# SOURCE:
────────────────────────────────────────

# Switching from FL Studio to another DAW



## Vehrka (Jun 15, 2017)

Hello, I've been using FL Studio since I started producing and composing (I don't compose professionally). Now I know it's really not the best for composing but it's what I'm comfortable with and I know it inside and out. However, I want to start exploring other DAWs and switch away from FL Studio. I did have a couple of questions regarding other DAWs though before I start diving into them. So...

1. I LOVE the step sequencer/channel rack and I haven't really seen any other DAW with anything like it. So is this just something I'll have to give up if I switch or are there actually other DAWs out there with something similar to this?

2. Between Ableton, Cubase, DP, and Studio One, which one would you say is the easiest to switch to in terms of workflow? Does it not really matter which one I switch to or are there ones that are just simply above and beyond the others?


----------



## EvilDragon (Jun 15, 2017)

FL is the odd one out as far as workflow is concerned, other DAWs might have some segments of FL's workflow, but not quite in the same way. All DAWs you listed except Live are of traditional linear sequencer type, whereas Ableton can be a bit non-linear because of its clip launcher mode (something FL subsequently copied), and that's a completely different paradigm compared to how FL operates...


----------



## ranaprathap (Jun 15, 2017)

If you are planning to switch from Fl Studio then you need to think what is it that you want that Fl can't provide. If you mention that, then the people here will be able to help you better.


----------



## Vehrka (Jun 15, 2017)

ranaprathap said:


> If you are planning to switch from Fl Studio then you need to think what is it that you want that Fl can't provide. If you mention that, then the people here will be able to help you better.



Well for one, setting up Omnisphere and Kontakt can be a real pain in FL Studio just because of the way it makes you use a different MIDI Out for each instance. Automation can be a pain sometimes depending on what you're trying to automate (especially in Omnisphere). Also, although I love the mixer, I've seen posts where people say it is inferior to other DAWs. 

I'm not 100% sure I'll switch yet, but like I said, I want to explore other DAWs and see if I like them enough to start learning them.


----------



## muziksculp (Jun 15, 2017)

Take a look at _Presonus_ *Studio One Pro 3* , imho. it offers a great, and speedy workflow, it's easy to setup Kontakt , and other VSTs, and HW Synth, outboard effects, ...etc. very good audio and midi editing features, arranger features, great sounding built-in plug-ins, and many other cool features.

http://www.presonus.com/products/Studio-One


----------



## ranaprathap (Jun 15, 2017)

Vehrka said:


> because of the way it makes you use a different MIDI Out for each instance


For a multi patch instrument like kontakt it is necessary to route different MIDI inputs to play different patches even though the routing process is simpler in Cubase and Much simpler in Reaper.

────────────────────────────────────────

# DATASET EXCERPTS:
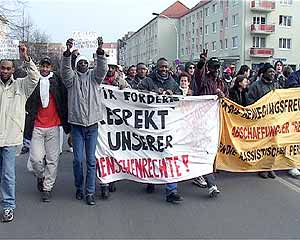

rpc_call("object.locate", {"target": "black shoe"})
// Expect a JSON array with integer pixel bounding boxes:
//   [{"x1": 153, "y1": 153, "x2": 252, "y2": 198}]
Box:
[
  {"x1": 1, "y1": 208, "x2": 14, "y2": 222},
  {"x1": 86, "y1": 194, "x2": 96, "y2": 206},
  {"x1": 101, "y1": 186, "x2": 109, "y2": 200},
  {"x1": 258, "y1": 172, "x2": 268, "y2": 179},
  {"x1": 42, "y1": 191, "x2": 52, "y2": 202},
  {"x1": 76, "y1": 190, "x2": 83, "y2": 200},
  {"x1": 268, "y1": 171, "x2": 276, "y2": 179},
  {"x1": 108, "y1": 183, "x2": 117, "y2": 192},
  {"x1": 20, "y1": 146, "x2": 29, "y2": 154},
  {"x1": 166, "y1": 192, "x2": 183, "y2": 203},
  {"x1": 36, "y1": 178, "x2": 44, "y2": 192},
  {"x1": 146, "y1": 183, "x2": 155, "y2": 193}
]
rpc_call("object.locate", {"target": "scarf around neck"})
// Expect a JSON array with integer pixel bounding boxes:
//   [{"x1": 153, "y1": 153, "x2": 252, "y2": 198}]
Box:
[{"x1": 40, "y1": 72, "x2": 53, "y2": 108}]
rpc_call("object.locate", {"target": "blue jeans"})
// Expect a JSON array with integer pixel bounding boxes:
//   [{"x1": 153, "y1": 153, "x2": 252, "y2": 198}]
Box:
[
  {"x1": 0, "y1": 146, "x2": 16, "y2": 209},
  {"x1": 165, "y1": 183, "x2": 177, "y2": 196},
  {"x1": 71, "y1": 124, "x2": 98, "y2": 194}
]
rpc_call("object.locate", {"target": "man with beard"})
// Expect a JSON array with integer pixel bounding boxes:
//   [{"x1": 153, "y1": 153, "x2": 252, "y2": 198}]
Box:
[
  {"x1": 247, "y1": 63, "x2": 281, "y2": 179},
  {"x1": 0, "y1": 44, "x2": 40, "y2": 222},
  {"x1": 138, "y1": 58, "x2": 183, "y2": 203},
  {"x1": 127, "y1": 63, "x2": 148, "y2": 89},
  {"x1": 193, "y1": 50, "x2": 225, "y2": 198},
  {"x1": 61, "y1": 38, "x2": 108, "y2": 205}
]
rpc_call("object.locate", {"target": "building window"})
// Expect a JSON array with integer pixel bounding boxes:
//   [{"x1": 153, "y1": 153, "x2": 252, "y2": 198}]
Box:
[
  {"x1": 212, "y1": 4, "x2": 217, "y2": 13},
  {"x1": 204, "y1": 8, "x2": 209, "y2": 17},
  {"x1": 220, "y1": 19, "x2": 224, "y2": 29},
  {"x1": 252, "y1": 37, "x2": 266, "y2": 48},
  {"x1": 220, "y1": 40, "x2": 224, "y2": 49},
  {"x1": 232, "y1": 14, "x2": 239, "y2": 26},
  {"x1": 212, "y1": 22, "x2": 217, "y2": 33},
  {"x1": 279, "y1": 38, "x2": 292, "y2": 49},
  {"x1": 232, "y1": 0, "x2": 239, "y2": 6},
  {"x1": 280, "y1": 0, "x2": 293, "y2": 5},
  {"x1": 279, "y1": 15, "x2": 292, "y2": 27},
  {"x1": 205, "y1": 25, "x2": 208, "y2": 35},
  {"x1": 225, "y1": 17, "x2": 228, "y2": 28},
  {"x1": 252, "y1": 16, "x2": 266, "y2": 24},
  {"x1": 232, "y1": 36, "x2": 238, "y2": 48},
  {"x1": 211, "y1": 41, "x2": 217, "y2": 51}
]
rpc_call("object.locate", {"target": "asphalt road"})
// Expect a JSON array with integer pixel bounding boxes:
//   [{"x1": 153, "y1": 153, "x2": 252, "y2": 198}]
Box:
[{"x1": 0, "y1": 149, "x2": 300, "y2": 239}]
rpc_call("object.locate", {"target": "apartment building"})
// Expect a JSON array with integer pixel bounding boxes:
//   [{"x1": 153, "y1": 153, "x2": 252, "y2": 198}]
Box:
[
  {"x1": 180, "y1": 0, "x2": 300, "y2": 68},
  {"x1": 121, "y1": 1, "x2": 189, "y2": 66}
]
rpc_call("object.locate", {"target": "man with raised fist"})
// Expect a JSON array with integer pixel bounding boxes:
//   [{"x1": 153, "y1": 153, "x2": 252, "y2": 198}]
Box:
[
  {"x1": 61, "y1": 37, "x2": 108, "y2": 205},
  {"x1": 0, "y1": 44, "x2": 40, "y2": 222}
]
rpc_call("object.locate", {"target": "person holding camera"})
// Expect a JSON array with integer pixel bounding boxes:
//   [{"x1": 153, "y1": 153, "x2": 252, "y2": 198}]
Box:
[{"x1": 61, "y1": 38, "x2": 108, "y2": 205}]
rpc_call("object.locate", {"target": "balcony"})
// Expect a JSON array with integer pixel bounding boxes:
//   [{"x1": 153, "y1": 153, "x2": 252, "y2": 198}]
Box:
[
  {"x1": 249, "y1": 48, "x2": 274, "y2": 58},
  {"x1": 250, "y1": 0, "x2": 275, "y2": 12},
  {"x1": 251, "y1": 24, "x2": 275, "y2": 34}
]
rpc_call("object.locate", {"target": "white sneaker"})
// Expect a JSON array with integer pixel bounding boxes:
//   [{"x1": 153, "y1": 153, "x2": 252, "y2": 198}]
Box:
[
  {"x1": 208, "y1": 185, "x2": 220, "y2": 198},
  {"x1": 193, "y1": 176, "x2": 207, "y2": 188},
  {"x1": 289, "y1": 168, "x2": 300, "y2": 178}
]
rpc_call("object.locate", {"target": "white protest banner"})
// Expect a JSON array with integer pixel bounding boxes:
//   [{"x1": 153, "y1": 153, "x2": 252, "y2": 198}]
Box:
[
  {"x1": 0, "y1": 38, "x2": 20, "y2": 59},
  {"x1": 72, "y1": 31, "x2": 98, "y2": 49},
  {"x1": 96, "y1": 85, "x2": 220, "y2": 183}
]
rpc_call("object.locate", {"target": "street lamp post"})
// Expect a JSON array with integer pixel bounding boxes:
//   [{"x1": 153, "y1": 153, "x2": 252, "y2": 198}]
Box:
[{"x1": 152, "y1": 13, "x2": 179, "y2": 59}]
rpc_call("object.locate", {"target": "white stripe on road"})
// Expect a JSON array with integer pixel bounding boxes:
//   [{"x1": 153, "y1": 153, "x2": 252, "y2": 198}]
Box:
[{"x1": 276, "y1": 176, "x2": 300, "y2": 193}]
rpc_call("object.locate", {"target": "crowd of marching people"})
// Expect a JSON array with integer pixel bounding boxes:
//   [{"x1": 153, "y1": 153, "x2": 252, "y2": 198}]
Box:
[{"x1": 0, "y1": 38, "x2": 300, "y2": 222}]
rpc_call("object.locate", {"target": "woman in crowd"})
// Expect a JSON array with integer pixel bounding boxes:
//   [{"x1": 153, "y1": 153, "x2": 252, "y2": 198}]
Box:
[{"x1": 229, "y1": 75, "x2": 249, "y2": 106}]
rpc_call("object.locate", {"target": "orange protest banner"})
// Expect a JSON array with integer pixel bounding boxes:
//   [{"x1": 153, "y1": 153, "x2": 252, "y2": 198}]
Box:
[{"x1": 216, "y1": 89, "x2": 300, "y2": 172}]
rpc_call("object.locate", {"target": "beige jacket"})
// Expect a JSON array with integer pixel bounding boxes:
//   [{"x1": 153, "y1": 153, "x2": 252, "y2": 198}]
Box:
[{"x1": 0, "y1": 60, "x2": 40, "y2": 147}]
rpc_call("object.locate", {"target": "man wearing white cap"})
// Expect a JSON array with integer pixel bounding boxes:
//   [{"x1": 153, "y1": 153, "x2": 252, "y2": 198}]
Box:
[{"x1": 61, "y1": 38, "x2": 108, "y2": 205}]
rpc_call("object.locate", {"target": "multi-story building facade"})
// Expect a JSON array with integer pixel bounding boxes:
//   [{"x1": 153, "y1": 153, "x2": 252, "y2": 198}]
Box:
[
  {"x1": 180, "y1": 0, "x2": 300, "y2": 68},
  {"x1": 121, "y1": 1, "x2": 189, "y2": 66},
  {"x1": 117, "y1": 32, "x2": 134, "y2": 66},
  {"x1": 120, "y1": 0, "x2": 300, "y2": 68}
]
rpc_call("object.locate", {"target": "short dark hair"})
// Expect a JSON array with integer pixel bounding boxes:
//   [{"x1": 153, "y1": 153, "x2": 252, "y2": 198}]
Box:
[
  {"x1": 157, "y1": 57, "x2": 168, "y2": 64},
  {"x1": 136, "y1": 62, "x2": 146, "y2": 68},
  {"x1": 0, "y1": 59, "x2": 16, "y2": 68},
  {"x1": 233, "y1": 75, "x2": 247, "y2": 88},
  {"x1": 179, "y1": 72, "x2": 192, "y2": 82},
  {"x1": 236, "y1": 65, "x2": 250, "y2": 75}
]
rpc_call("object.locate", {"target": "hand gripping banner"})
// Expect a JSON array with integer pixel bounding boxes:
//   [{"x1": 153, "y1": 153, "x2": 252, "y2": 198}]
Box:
[
  {"x1": 216, "y1": 89, "x2": 300, "y2": 172},
  {"x1": 96, "y1": 85, "x2": 220, "y2": 183}
]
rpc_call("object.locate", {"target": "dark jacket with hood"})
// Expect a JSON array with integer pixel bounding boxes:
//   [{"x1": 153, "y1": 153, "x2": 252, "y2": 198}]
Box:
[
  {"x1": 138, "y1": 70, "x2": 181, "y2": 95},
  {"x1": 247, "y1": 77, "x2": 281, "y2": 105},
  {"x1": 229, "y1": 86, "x2": 247, "y2": 107},
  {"x1": 127, "y1": 75, "x2": 147, "y2": 89},
  {"x1": 26, "y1": 74, "x2": 71, "y2": 138},
  {"x1": 286, "y1": 70, "x2": 300, "y2": 87},
  {"x1": 192, "y1": 59, "x2": 228, "y2": 96}
]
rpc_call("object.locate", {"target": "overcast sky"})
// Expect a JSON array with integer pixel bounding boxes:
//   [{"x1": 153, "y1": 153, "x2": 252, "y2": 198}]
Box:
[{"x1": 26, "y1": 0, "x2": 200, "y2": 42}]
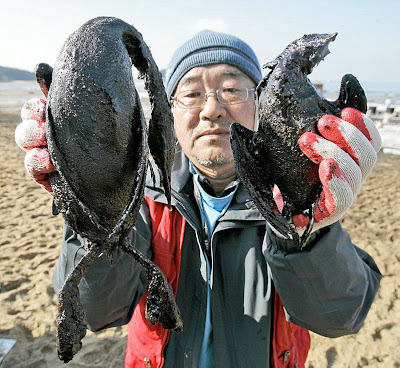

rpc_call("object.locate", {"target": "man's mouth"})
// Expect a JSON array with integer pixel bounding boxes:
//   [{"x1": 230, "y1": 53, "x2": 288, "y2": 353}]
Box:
[{"x1": 199, "y1": 128, "x2": 229, "y2": 138}]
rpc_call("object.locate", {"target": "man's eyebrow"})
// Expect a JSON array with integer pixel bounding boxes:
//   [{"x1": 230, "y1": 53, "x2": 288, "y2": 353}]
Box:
[{"x1": 179, "y1": 76, "x2": 201, "y2": 86}]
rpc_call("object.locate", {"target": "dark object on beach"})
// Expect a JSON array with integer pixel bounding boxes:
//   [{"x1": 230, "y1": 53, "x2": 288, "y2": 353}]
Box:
[
  {"x1": 34, "y1": 63, "x2": 53, "y2": 97},
  {"x1": 37, "y1": 17, "x2": 183, "y2": 363},
  {"x1": 231, "y1": 33, "x2": 367, "y2": 249}
]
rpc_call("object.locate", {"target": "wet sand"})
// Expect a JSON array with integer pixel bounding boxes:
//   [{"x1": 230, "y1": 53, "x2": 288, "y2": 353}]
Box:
[{"x1": 0, "y1": 105, "x2": 400, "y2": 368}]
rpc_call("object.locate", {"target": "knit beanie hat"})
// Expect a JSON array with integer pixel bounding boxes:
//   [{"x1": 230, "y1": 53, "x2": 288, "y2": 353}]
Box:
[{"x1": 165, "y1": 31, "x2": 262, "y2": 99}]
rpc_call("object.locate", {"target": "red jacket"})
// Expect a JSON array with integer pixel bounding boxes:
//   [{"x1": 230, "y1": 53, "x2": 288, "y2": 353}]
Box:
[{"x1": 125, "y1": 197, "x2": 310, "y2": 368}]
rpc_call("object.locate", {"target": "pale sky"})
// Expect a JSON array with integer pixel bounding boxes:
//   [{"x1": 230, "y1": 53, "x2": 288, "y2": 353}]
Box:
[{"x1": 0, "y1": 0, "x2": 400, "y2": 82}]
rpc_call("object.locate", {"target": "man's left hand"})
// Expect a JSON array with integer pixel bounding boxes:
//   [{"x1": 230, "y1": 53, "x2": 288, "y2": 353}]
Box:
[{"x1": 293, "y1": 108, "x2": 381, "y2": 231}]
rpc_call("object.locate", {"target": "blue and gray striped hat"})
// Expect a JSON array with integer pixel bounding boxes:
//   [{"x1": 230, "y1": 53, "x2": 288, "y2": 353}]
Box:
[{"x1": 166, "y1": 31, "x2": 262, "y2": 99}]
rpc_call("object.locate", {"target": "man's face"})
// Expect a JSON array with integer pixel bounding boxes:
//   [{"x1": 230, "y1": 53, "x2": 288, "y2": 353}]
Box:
[{"x1": 173, "y1": 64, "x2": 255, "y2": 175}]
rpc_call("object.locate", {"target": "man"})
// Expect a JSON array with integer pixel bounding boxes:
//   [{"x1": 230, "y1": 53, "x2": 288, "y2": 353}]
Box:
[{"x1": 16, "y1": 31, "x2": 381, "y2": 367}]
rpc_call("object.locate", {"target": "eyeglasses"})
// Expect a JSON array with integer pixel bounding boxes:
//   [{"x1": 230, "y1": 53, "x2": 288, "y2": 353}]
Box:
[{"x1": 171, "y1": 87, "x2": 255, "y2": 109}]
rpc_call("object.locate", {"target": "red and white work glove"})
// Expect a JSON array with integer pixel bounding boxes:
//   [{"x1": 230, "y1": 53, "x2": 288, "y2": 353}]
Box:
[
  {"x1": 15, "y1": 98, "x2": 56, "y2": 194},
  {"x1": 274, "y1": 108, "x2": 382, "y2": 234}
]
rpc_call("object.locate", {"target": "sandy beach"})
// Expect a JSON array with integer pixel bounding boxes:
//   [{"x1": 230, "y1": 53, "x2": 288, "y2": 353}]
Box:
[{"x1": 0, "y1": 96, "x2": 400, "y2": 368}]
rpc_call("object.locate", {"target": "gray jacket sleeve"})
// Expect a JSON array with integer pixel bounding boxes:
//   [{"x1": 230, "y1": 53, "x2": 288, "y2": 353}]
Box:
[
  {"x1": 264, "y1": 222, "x2": 381, "y2": 337},
  {"x1": 53, "y1": 202, "x2": 151, "y2": 331}
]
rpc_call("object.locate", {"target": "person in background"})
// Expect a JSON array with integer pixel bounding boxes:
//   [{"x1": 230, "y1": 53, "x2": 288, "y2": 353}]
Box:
[{"x1": 16, "y1": 31, "x2": 381, "y2": 368}]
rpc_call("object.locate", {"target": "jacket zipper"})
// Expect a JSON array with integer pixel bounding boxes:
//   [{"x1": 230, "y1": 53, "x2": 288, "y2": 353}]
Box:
[{"x1": 144, "y1": 358, "x2": 151, "y2": 368}]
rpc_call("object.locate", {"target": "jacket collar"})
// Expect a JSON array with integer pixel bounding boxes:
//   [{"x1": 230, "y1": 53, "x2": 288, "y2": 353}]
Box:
[{"x1": 145, "y1": 145, "x2": 265, "y2": 221}]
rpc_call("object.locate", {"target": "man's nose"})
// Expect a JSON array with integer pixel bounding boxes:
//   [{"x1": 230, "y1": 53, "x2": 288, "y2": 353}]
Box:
[{"x1": 200, "y1": 92, "x2": 226, "y2": 121}]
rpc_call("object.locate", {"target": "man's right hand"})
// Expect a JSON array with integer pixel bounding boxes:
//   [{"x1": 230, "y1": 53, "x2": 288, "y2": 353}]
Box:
[{"x1": 15, "y1": 98, "x2": 56, "y2": 194}]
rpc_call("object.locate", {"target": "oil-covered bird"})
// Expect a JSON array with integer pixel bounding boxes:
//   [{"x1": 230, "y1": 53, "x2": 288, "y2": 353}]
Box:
[
  {"x1": 36, "y1": 17, "x2": 182, "y2": 362},
  {"x1": 231, "y1": 33, "x2": 367, "y2": 249}
]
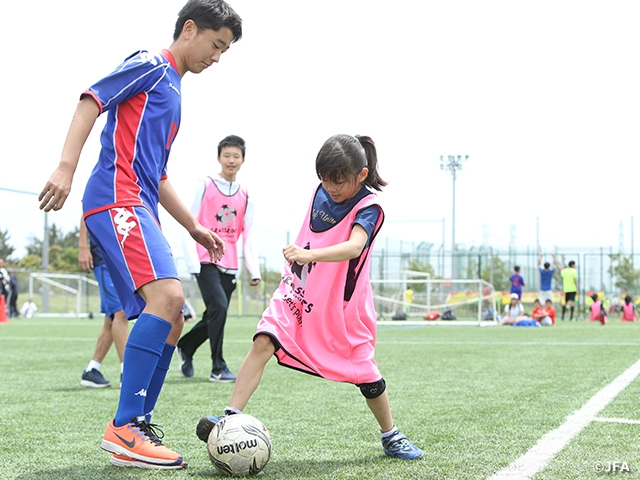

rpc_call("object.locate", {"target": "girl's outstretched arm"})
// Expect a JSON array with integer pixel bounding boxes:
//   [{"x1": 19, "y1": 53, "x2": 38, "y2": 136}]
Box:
[{"x1": 282, "y1": 224, "x2": 369, "y2": 263}]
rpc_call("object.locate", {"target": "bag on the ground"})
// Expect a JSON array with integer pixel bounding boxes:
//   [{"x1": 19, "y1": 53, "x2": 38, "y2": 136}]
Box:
[{"x1": 440, "y1": 310, "x2": 456, "y2": 320}]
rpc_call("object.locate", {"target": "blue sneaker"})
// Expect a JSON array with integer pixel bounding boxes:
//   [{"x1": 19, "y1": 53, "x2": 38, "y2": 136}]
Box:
[
  {"x1": 382, "y1": 430, "x2": 424, "y2": 460},
  {"x1": 176, "y1": 347, "x2": 194, "y2": 378},
  {"x1": 209, "y1": 367, "x2": 236, "y2": 383},
  {"x1": 196, "y1": 415, "x2": 225, "y2": 443}
]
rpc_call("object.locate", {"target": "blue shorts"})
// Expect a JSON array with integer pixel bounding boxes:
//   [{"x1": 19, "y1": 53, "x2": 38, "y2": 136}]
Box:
[
  {"x1": 93, "y1": 263, "x2": 122, "y2": 320},
  {"x1": 85, "y1": 207, "x2": 179, "y2": 319}
]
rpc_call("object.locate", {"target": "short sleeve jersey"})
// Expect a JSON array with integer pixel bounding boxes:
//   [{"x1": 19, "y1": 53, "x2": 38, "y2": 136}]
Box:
[
  {"x1": 560, "y1": 267, "x2": 578, "y2": 293},
  {"x1": 311, "y1": 186, "x2": 381, "y2": 245},
  {"x1": 81, "y1": 50, "x2": 181, "y2": 219},
  {"x1": 540, "y1": 268, "x2": 556, "y2": 290}
]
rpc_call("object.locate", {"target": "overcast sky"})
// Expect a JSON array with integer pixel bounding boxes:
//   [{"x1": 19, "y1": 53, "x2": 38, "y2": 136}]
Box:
[{"x1": 0, "y1": 0, "x2": 640, "y2": 268}]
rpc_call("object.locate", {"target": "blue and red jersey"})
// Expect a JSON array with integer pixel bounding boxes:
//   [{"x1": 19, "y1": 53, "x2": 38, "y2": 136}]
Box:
[{"x1": 82, "y1": 50, "x2": 181, "y2": 219}]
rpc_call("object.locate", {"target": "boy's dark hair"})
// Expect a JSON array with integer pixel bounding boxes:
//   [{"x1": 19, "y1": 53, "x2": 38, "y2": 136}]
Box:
[
  {"x1": 316, "y1": 134, "x2": 387, "y2": 191},
  {"x1": 173, "y1": 0, "x2": 242, "y2": 43},
  {"x1": 218, "y1": 135, "x2": 245, "y2": 158}
]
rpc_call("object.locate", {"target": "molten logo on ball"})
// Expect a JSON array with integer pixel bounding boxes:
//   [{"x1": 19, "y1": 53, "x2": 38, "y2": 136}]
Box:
[{"x1": 207, "y1": 414, "x2": 271, "y2": 476}]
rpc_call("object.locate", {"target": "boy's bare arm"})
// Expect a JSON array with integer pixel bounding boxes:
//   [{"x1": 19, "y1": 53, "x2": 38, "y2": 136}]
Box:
[{"x1": 38, "y1": 97, "x2": 100, "y2": 212}]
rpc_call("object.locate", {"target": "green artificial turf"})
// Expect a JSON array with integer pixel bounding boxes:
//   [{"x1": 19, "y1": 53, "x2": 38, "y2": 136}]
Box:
[{"x1": 0, "y1": 317, "x2": 640, "y2": 480}]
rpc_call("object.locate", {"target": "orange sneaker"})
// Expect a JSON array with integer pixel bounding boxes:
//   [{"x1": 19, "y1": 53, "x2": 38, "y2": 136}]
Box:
[
  {"x1": 100, "y1": 416, "x2": 182, "y2": 465},
  {"x1": 111, "y1": 453, "x2": 187, "y2": 470}
]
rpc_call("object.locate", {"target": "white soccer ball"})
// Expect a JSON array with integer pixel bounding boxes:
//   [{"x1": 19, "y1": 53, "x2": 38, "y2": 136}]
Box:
[{"x1": 207, "y1": 413, "x2": 271, "y2": 477}]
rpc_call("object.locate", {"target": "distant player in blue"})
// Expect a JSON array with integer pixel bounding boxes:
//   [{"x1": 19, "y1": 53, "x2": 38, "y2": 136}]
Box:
[
  {"x1": 39, "y1": 0, "x2": 242, "y2": 470},
  {"x1": 538, "y1": 253, "x2": 558, "y2": 305},
  {"x1": 509, "y1": 265, "x2": 524, "y2": 300}
]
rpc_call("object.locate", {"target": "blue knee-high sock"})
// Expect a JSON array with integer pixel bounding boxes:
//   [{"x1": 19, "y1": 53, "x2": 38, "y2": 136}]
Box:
[
  {"x1": 114, "y1": 313, "x2": 171, "y2": 427},
  {"x1": 144, "y1": 343, "x2": 176, "y2": 423}
]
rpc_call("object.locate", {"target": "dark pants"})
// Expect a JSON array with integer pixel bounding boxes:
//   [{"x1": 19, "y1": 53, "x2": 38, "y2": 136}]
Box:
[{"x1": 178, "y1": 263, "x2": 236, "y2": 370}]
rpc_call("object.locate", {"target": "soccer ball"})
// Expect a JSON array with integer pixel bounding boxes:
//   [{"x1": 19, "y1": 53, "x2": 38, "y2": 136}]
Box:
[{"x1": 207, "y1": 413, "x2": 271, "y2": 477}]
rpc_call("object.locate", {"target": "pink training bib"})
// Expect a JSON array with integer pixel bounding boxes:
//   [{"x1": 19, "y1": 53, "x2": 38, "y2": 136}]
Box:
[{"x1": 257, "y1": 186, "x2": 384, "y2": 384}]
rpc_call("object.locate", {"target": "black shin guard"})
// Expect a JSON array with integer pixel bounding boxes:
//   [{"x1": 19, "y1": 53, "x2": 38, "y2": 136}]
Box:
[{"x1": 356, "y1": 378, "x2": 387, "y2": 399}]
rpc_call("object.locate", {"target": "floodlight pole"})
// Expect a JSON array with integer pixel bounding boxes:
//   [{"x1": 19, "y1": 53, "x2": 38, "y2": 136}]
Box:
[{"x1": 440, "y1": 155, "x2": 469, "y2": 278}]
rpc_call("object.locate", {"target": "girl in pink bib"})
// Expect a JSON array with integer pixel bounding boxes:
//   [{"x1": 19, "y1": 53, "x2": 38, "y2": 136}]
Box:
[
  {"x1": 620, "y1": 295, "x2": 638, "y2": 322},
  {"x1": 196, "y1": 135, "x2": 423, "y2": 460}
]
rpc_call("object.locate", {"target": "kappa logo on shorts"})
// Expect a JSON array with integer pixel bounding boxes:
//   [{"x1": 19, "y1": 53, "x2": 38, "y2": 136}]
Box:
[{"x1": 113, "y1": 208, "x2": 138, "y2": 246}]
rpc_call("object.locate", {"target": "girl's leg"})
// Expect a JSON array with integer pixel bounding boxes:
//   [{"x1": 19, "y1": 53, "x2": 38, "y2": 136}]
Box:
[
  {"x1": 366, "y1": 390, "x2": 393, "y2": 432},
  {"x1": 229, "y1": 335, "x2": 276, "y2": 411}
]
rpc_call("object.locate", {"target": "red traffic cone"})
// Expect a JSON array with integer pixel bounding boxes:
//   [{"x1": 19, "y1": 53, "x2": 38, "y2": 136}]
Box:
[{"x1": 0, "y1": 295, "x2": 9, "y2": 323}]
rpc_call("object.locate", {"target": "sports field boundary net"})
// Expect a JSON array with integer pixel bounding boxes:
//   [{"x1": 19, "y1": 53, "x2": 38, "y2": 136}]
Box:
[{"x1": 371, "y1": 270, "x2": 500, "y2": 326}]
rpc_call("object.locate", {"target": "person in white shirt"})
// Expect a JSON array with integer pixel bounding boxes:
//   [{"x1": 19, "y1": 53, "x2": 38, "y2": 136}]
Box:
[
  {"x1": 20, "y1": 298, "x2": 38, "y2": 318},
  {"x1": 176, "y1": 135, "x2": 261, "y2": 382}
]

────────────────────────────────────────

# WORK REQUIRED:
Copy the passage of the DAW-switching thread running from "2. Between Ableton, Cubase, DP, and" up to and including "beyond the others?", word for word.

# EXERCISE ANSWER:
2. Between Ableton, Cubase, DP, and Studio One, which one would you say is the easiest to switch to in terms of workflow? Does it not really matter which one I switch to or are there ones that are just simply above and beyond the others?